Pull out each line below that contains the word "soil" and copy it in full.
START RECORDS SUPPLIED
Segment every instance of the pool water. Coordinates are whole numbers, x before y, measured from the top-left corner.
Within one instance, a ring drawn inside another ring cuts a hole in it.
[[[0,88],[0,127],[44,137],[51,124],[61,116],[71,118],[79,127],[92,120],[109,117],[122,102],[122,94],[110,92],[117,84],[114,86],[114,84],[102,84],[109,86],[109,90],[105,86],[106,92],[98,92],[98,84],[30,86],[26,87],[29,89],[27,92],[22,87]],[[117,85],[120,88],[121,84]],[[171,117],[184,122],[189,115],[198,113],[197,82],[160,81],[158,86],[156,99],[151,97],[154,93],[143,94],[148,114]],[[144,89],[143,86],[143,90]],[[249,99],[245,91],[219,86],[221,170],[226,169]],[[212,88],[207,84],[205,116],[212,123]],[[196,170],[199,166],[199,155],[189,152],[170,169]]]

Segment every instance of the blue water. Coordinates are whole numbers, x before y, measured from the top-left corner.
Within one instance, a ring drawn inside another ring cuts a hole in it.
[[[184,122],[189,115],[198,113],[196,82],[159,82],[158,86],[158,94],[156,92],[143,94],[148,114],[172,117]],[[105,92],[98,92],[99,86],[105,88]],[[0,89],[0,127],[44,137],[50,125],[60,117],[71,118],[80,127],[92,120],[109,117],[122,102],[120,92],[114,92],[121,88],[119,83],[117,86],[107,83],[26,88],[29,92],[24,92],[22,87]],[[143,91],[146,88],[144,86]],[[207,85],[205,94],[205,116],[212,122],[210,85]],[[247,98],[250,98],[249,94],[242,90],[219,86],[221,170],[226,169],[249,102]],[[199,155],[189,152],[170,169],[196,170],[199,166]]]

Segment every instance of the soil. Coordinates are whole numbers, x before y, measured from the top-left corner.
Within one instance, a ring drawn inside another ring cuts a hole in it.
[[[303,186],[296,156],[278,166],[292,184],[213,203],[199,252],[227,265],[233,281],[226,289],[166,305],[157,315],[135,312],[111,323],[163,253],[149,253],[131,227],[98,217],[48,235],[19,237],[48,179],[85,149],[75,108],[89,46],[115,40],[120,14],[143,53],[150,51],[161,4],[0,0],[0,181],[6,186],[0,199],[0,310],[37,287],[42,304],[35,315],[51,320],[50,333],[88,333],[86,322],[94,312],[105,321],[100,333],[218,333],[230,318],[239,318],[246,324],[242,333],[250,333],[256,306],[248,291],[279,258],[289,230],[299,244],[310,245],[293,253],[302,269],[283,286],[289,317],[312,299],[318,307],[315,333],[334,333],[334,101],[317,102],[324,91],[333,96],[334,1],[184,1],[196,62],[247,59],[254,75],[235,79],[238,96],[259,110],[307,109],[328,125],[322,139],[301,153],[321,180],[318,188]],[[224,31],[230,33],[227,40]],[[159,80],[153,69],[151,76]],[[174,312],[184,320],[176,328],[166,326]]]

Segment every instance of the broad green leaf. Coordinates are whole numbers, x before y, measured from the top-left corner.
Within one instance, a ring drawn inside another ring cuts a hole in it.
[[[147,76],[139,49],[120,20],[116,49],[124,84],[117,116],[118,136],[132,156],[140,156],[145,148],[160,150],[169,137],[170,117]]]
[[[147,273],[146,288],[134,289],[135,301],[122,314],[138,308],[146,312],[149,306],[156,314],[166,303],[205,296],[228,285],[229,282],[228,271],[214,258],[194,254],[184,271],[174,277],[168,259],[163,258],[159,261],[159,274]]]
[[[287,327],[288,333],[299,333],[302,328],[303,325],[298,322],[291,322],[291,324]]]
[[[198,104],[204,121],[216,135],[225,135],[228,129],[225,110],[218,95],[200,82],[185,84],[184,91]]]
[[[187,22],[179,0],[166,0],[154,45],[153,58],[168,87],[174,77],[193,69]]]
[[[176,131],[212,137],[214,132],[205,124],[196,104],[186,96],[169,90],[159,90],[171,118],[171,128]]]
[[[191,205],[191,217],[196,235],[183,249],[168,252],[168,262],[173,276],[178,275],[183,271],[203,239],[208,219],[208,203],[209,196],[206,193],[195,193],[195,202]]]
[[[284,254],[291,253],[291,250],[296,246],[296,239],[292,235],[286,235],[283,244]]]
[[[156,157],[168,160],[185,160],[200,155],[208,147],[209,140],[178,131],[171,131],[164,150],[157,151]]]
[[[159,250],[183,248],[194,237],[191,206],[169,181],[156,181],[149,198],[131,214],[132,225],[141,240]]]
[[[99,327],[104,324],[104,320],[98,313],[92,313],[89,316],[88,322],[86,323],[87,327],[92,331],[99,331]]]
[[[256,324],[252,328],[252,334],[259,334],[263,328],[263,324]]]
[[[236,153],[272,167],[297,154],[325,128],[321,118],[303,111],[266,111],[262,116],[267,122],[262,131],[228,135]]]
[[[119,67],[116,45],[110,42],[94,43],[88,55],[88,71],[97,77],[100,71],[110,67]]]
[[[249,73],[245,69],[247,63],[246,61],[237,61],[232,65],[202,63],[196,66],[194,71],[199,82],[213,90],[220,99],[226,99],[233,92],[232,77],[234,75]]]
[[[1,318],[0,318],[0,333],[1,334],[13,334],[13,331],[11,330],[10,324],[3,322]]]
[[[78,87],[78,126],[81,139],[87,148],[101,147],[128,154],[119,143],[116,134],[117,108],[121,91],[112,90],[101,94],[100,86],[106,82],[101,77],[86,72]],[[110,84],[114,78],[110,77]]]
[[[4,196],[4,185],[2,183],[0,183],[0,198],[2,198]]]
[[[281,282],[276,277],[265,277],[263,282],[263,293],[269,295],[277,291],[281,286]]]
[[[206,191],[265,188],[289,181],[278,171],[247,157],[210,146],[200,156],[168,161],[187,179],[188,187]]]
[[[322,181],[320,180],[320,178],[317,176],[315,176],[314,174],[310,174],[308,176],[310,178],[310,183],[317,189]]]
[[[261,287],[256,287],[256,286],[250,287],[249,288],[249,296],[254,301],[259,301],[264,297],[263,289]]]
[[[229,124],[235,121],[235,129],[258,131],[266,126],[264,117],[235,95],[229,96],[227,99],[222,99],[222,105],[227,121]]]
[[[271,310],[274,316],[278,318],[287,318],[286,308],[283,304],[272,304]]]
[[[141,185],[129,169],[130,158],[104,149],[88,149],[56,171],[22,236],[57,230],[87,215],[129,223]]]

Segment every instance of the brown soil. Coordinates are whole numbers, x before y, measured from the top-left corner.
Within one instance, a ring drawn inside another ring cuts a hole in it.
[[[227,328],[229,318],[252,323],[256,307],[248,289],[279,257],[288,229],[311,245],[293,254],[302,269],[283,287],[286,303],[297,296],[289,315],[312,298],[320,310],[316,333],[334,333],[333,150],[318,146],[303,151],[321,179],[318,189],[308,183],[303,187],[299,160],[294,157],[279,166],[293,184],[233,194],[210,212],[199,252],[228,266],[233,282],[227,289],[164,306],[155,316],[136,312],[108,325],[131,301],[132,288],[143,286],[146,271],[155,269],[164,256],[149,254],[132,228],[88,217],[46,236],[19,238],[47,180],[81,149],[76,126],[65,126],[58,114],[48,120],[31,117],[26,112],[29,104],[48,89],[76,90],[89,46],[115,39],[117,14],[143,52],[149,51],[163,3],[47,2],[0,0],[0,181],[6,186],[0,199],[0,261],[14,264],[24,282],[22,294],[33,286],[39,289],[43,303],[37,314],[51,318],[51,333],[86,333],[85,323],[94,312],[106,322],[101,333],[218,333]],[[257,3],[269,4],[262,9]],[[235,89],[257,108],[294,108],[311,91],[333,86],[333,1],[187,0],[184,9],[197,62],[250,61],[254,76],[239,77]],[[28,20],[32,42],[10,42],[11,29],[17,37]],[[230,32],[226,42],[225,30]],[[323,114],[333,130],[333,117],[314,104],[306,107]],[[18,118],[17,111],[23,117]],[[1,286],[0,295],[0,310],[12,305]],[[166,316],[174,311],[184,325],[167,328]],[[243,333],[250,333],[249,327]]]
END RECORDS SUPPLIED
OUTPUT OF THE EXERCISE →
Segment every instance of the soil. Coordinates are whole numbers, x before y, measured from the top-left corner.
Segment every instance of the brown soil. Coordinates are whole numbers, x before y, measured from the top-left corner.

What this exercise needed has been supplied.